### TASK GOAL
Format the lines below, from the line containing "green lawn | locate" through the final line, as a JSON list of strings with one string per line. Leave out any blank lines.

## begin PROVIDED DATA

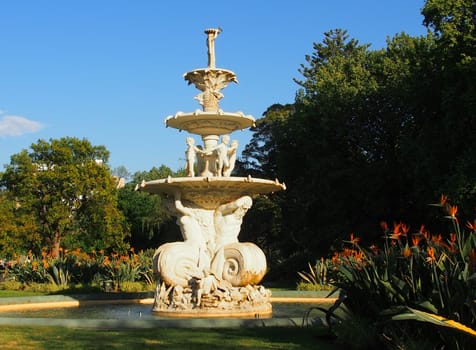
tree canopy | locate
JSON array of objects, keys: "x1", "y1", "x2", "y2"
[
  {"x1": 1, "y1": 137, "x2": 128, "y2": 255},
  {"x1": 240, "y1": 0, "x2": 476, "y2": 278}
]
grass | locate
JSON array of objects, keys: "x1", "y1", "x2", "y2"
[
  {"x1": 0, "y1": 289, "x2": 48, "y2": 298},
  {"x1": 0, "y1": 326, "x2": 339, "y2": 350}
]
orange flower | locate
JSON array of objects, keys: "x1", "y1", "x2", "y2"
[
  {"x1": 469, "y1": 248, "x2": 476, "y2": 264},
  {"x1": 466, "y1": 219, "x2": 476, "y2": 232},
  {"x1": 412, "y1": 235, "x2": 421, "y2": 247},
  {"x1": 440, "y1": 194, "x2": 448, "y2": 206},
  {"x1": 370, "y1": 244, "x2": 378, "y2": 255},
  {"x1": 450, "y1": 233, "x2": 457, "y2": 243},
  {"x1": 426, "y1": 247, "x2": 436, "y2": 263},
  {"x1": 431, "y1": 233, "x2": 443, "y2": 245},
  {"x1": 354, "y1": 250, "x2": 364, "y2": 262},
  {"x1": 447, "y1": 205, "x2": 458, "y2": 219},
  {"x1": 342, "y1": 248, "x2": 354, "y2": 258},
  {"x1": 390, "y1": 222, "x2": 402, "y2": 241},
  {"x1": 41, "y1": 259, "x2": 50, "y2": 269},
  {"x1": 332, "y1": 252, "x2": 340, "y2": 265},
  {"x1": 400, "y1": 223, "x2": 410, "y2": 236},
  {"x1": 350, "y1": 233, "x2": 360, "y2": 245}
]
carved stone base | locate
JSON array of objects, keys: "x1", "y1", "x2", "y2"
[{"x1": 152, "y1": 283, "x2": 272, "y2": 318}]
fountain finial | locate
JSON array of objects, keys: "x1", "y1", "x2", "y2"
[{"x1": 205, "y1": 28, "x2": 222, "y2": 68}]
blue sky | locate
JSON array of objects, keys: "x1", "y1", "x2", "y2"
[{"x1": 0, "y1": 0, "x2": 426, "y2": 172}]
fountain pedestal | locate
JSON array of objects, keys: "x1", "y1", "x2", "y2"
[{"x1": 138, "y1": 29, "x2": 285, "y2": 317}]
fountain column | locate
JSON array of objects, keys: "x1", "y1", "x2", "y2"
[{"x1": 138, "y1": 29, "x2": 285, "y2": 317}]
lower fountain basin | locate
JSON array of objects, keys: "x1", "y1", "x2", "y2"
[{"x1": 138, "y1": 176, "x2": 286, "y2": 210}]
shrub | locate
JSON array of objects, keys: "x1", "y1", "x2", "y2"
[{"x1": 322, "y1": 196, "x2": 476, "y2": 349}]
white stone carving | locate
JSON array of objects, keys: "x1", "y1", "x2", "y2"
[{"x1": 136, "y1": 29, "x2": 285, "y2": 317}]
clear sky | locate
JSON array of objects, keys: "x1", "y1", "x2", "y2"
[{"x1": 0, "y1": 0, "x2": 426, "y2": 173}]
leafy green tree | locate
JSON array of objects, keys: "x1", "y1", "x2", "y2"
[
  {"x1": 119, "y1": 165, "x2": 183, "y2": 249},
  {"x1": 422, "y1": 0, "x2": 476, "y2": 214},
  {"x1": 0, "y1": 190, "x2": 41, "y2": 258},
  {"x1": 1, "y1": 137, "x2": 127, "y2": 256}
]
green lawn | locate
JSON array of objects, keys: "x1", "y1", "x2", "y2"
[
  {"x1": 0, "y1": 289, "x2": 48, "y2": 298},
  {"x1": 0, "y1": 326, "x2": 339, "y2": 350}
]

## end PROVIDED DATA

### CORRECT RESULT
[
  "green lawn | locate",
  "JSON array of objects, keys: \"x1\", \"y1\", \"x2\", \"y2\"",
  "[",
  "  {\"x1\": 0, \"y1\": 289, \"x2\": 48, \"y2\": 298},",
  "  {\"x1\": 0, \"y1\": 326, \"x2\": 339, \"y2\": 350}",
  "]"
]